On Tuesday 21 February 2006 19:41, Dave Bernstein wrote:
> There are straightforward ways to successfully deal with this
> scenario a large percentage of the time. After noting the transition
> of a previously-busy frequency to not busy, an automatic station
> would wait some period of time - say 3 minutes. If the frequency
> remained clear during that interval, the automatic station would
> send QRL? in CW. If the frequency remained clear for 15 seconds, the
> automatic station would send QRL? in CW again. If the frequency
> remained clear for another 15 seconds, the automatic station could
> initiate transmission, or accept activation from remote stations.

I'm sorry but you are tilting with a windmill. You just added 4.5 to 5 minutes 
to every session request, even for messages that shouldn't take more than 
90sec to complete. That means this recommendation will require 3 times the 
number of channels to handle the same amount of traffic. That's not an 
effective way to do things.
++++++
### STATED TASK 1
According to the reply in the email, how many times as many channels would this recommendation require to handle the same traffic?
### STATED TASK 2
Transcribe the email, beginning at the words "I'm sorry but" and stopping after "to do things.".

### DATA SEGMENT
++++++
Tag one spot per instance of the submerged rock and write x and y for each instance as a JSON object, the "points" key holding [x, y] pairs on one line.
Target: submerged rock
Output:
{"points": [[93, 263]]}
++++++
### REPLY 1
Three times as many channels.

### REPLY 2
I'm sorry but you are tilting with a windmill. You just added 4.5 to 5 minutes 
to every session request, even for messages that shouldn't take more than 
90sec to complete. That means this recommendation will require 3 times the 
number of channels to handle the same amount of traffic. That's not an 
effective way to do things.